Written problem: Go through the rows below and copy out each line that contains the string "plate".

Input data:
● ● ●
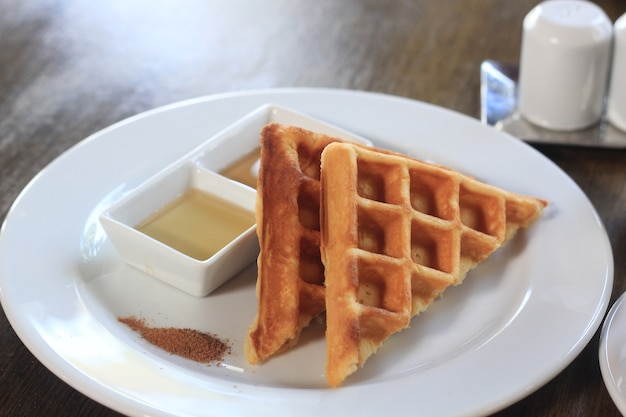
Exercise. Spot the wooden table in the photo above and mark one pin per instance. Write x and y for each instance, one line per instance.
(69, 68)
● ● ●
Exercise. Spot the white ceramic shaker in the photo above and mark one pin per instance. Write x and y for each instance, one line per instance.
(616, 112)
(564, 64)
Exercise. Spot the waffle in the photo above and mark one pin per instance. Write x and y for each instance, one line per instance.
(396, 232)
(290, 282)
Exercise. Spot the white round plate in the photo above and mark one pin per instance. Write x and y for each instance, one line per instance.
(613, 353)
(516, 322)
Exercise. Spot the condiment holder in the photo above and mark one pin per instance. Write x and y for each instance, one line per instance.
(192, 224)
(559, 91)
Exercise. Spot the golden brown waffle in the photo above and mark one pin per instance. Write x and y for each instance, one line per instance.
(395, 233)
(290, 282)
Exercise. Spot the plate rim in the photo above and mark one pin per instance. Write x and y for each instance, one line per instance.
● ● ●
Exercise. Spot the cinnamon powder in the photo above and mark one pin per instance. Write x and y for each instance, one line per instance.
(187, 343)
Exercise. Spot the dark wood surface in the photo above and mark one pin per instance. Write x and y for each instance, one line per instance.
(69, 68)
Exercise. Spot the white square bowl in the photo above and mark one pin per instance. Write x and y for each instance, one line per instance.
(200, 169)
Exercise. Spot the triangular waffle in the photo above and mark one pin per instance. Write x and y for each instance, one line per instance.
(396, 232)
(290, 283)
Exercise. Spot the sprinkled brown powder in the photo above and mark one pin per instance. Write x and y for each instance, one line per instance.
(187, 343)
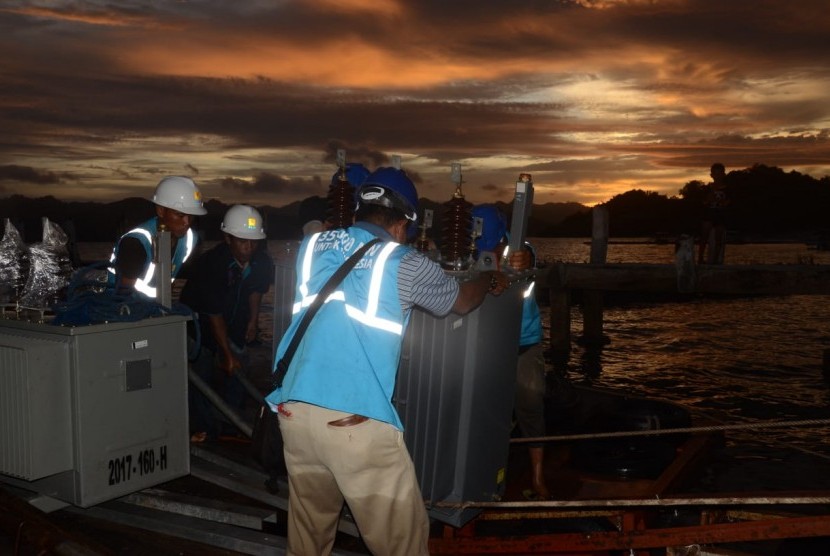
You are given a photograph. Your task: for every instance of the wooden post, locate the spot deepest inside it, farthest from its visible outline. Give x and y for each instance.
● ● ●
Complete answer:
Exercise. Spot the white round plate in the photo above and mark one pin per instance. Write x and y for each instance, one line per instance.
Exercise. Spot the plate rim in the photo above and mark one pin per instance. Write x and y for each instance, one line per instance.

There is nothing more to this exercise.